◆ Qué hacer ◆
Repite al pie de la letra el fragmento de la crónica sobre la visita a Miami: todo desde "Mario Rizzo Martínez" hasta "muchas cosas más.".

====== Fragmento seleccionado

De
visita en Miami
N.
Mario Rizzo Martínez
LA
HABANA.— Ir a Miami puede ser
algo largamente deseado para muchas personas; para los cubanos en particular
representa poder visitar y saludar a familiares y amigos separados por un
estrecho que gracias a la política se ha convertido en océano.
La
ciudad es bella y su playa resulta relativamente buena, el desarrollo de primer
mundo es reconocible de inmediato por las excelencias de sus vías, el
desarrollo del comercio, las numerosas y variadas ofertas gastronómicas, la
eficiencia del correo postal y el sistema bancario, la calidad de los servicios
que allí se prestan, y muchas cosas más.
Pero
siendo cubano resulta visita obligada ir a la iglesia de la Caridad del Cobre,
copia moderna del viejo santuario en Santiago
de Cuba, que sin dejar de ser hermosa no puede emular con el original.
Luego se impone ir a la Calle 8, con sus
pequeños teatros, galerías de arte donde no sorprende encontrar obras de
pintores de la isla, y el parque Máximo Gómez, donde desde hace más de 55 años
juegan al dominó ancianos de ayer y de hoy que despotrican sobre todo lo que
huela a la realidad de la añorada patria.
Seguramente,
siendo cubano, le llevarán al restaurante
Versalles, tal vez sólo a la cafetería, y entonces sufrirá el primer gran
impacto pues unos carteles en la pared junto a cada mesa dicen casi
textualmente: “Cubanos, si no van a consumir no ocupen las mesas”. No es
actitud grosera del propietario, es una forma de defenderse de incómodos
asistentes empecinados en convertir el lugar en plaza pública donde exponer sus
opiniones, eso sí, sin consumir por no tener dinero o porque lo importante para
ellos es lograr encontrar alguien que escuche sus “descargas”.

============
====== Datos proporcionados

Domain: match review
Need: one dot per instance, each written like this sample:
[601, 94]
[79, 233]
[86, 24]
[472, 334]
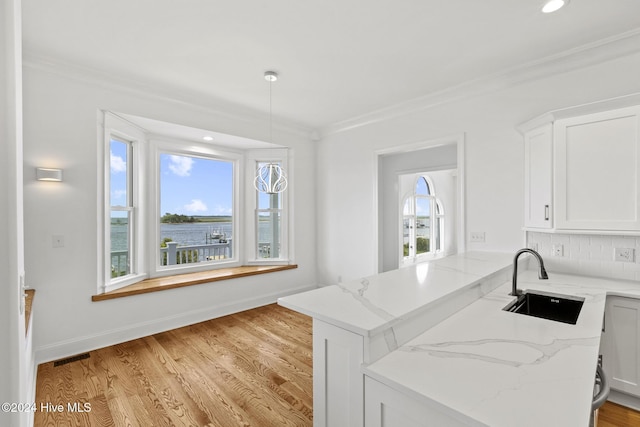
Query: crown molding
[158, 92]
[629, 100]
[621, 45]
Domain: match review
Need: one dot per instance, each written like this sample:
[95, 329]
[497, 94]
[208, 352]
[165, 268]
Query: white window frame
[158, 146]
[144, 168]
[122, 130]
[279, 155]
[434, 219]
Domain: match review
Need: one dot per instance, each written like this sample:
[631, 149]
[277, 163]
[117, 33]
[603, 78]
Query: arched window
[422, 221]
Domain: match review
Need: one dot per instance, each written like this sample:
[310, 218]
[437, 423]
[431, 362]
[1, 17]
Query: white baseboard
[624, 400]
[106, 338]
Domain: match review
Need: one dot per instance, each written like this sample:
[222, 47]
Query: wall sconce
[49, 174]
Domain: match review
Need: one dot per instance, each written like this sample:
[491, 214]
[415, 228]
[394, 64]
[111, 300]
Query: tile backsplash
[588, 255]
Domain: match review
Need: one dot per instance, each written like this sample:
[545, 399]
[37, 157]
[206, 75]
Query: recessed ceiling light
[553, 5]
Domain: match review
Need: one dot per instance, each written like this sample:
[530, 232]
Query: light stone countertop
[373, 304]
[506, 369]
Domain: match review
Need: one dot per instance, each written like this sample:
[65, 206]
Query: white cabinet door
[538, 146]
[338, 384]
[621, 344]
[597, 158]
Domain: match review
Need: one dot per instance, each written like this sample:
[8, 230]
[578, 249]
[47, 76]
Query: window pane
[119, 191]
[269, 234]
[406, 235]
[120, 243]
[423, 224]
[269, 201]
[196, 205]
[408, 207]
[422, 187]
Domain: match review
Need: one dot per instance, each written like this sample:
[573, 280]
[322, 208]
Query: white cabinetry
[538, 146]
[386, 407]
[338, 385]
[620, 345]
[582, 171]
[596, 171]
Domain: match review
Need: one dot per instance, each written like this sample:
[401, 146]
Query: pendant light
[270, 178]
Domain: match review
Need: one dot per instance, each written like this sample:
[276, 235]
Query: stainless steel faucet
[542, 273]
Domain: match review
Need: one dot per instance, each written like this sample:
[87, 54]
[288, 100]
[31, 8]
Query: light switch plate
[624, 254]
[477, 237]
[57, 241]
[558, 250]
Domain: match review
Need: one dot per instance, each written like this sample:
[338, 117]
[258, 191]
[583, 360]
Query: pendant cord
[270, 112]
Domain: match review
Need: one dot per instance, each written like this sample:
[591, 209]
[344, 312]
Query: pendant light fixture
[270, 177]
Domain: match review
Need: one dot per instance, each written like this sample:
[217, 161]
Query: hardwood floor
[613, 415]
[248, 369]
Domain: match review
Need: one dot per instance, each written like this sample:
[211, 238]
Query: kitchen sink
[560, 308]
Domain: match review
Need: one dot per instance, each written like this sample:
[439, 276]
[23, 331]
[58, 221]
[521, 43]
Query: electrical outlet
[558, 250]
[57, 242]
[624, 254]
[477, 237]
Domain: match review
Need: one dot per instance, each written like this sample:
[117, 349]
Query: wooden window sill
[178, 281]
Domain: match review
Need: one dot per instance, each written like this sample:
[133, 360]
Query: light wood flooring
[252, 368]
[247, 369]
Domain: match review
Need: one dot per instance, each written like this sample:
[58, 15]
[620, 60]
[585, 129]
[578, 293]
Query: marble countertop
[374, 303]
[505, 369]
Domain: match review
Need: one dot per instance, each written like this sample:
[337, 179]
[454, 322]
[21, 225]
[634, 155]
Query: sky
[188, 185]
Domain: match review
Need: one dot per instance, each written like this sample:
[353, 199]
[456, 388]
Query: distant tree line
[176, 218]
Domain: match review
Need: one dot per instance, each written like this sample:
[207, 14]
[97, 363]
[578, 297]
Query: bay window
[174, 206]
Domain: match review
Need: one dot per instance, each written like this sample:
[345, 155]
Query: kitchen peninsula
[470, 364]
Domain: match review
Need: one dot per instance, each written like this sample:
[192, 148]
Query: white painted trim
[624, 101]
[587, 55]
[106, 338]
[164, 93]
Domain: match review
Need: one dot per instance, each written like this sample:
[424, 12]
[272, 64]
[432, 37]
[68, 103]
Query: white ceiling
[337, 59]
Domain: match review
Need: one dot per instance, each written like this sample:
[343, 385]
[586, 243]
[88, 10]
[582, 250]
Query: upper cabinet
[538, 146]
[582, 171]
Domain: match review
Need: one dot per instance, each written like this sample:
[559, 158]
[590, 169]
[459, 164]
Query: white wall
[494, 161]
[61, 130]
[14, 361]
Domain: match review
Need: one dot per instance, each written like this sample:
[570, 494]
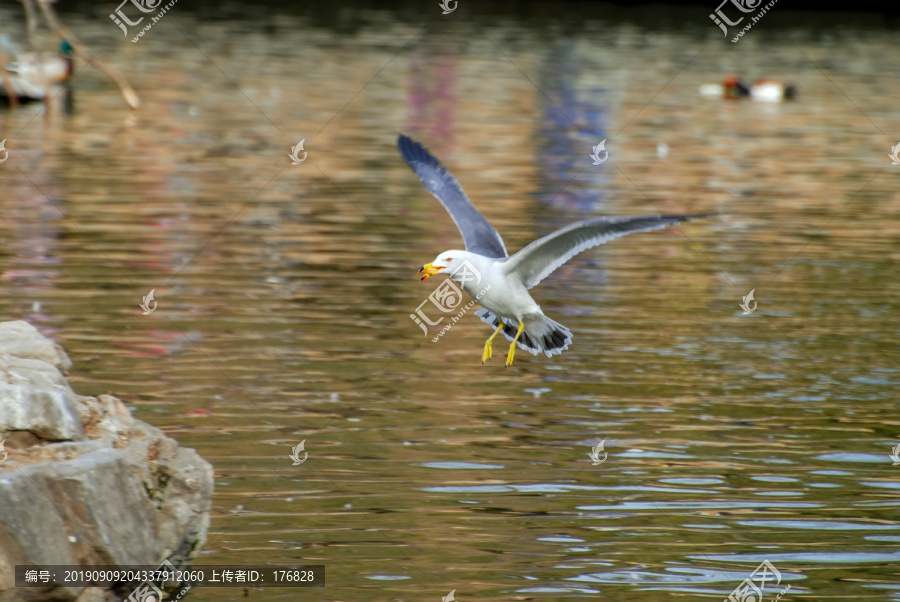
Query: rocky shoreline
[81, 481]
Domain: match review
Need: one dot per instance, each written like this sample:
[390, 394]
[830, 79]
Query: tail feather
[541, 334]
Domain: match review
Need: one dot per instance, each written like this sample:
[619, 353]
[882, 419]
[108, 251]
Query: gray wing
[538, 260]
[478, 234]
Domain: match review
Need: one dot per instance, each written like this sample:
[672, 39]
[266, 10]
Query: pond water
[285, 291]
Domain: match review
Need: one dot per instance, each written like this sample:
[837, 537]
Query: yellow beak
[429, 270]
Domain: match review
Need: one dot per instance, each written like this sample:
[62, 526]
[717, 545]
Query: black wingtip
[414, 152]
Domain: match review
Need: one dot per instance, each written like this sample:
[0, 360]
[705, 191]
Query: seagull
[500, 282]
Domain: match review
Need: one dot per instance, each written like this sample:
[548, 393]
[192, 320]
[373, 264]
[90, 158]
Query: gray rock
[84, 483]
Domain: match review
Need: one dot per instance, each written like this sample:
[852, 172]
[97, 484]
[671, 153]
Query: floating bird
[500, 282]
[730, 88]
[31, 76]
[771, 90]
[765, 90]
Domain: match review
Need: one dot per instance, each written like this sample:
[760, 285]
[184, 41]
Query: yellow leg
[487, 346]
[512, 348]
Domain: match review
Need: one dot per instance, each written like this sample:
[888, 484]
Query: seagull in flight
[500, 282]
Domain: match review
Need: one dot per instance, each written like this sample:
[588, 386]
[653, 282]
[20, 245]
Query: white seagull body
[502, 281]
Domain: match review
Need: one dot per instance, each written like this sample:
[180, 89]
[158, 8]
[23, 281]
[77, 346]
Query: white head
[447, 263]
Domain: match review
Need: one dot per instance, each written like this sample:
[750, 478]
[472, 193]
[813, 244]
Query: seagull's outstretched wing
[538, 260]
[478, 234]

============

◆ Solución propuesta ◆
Mario Rizzo Martínez
LA
HABANA.— Ir a Miami puede ser
algo largamente deseado para muchas personas; para los cubanos en particular
representa poder visitar y saludar a familiares y amigos separados por un
estrecho que gracias a la política se ha convertido en océano.
La
ciudad es bella y su playa resulta relativamente buena, el desarrollo de primer
mundo es reconocible de inmediato por las excelencias de sus vías, el
desarrollo del comercio, las numerosas y variadas ofertas gastronómicas, la
eficiencia del correo postal y el sistema bancario, la calidad de los servicios
que allí se prestan, y muchas cosas más.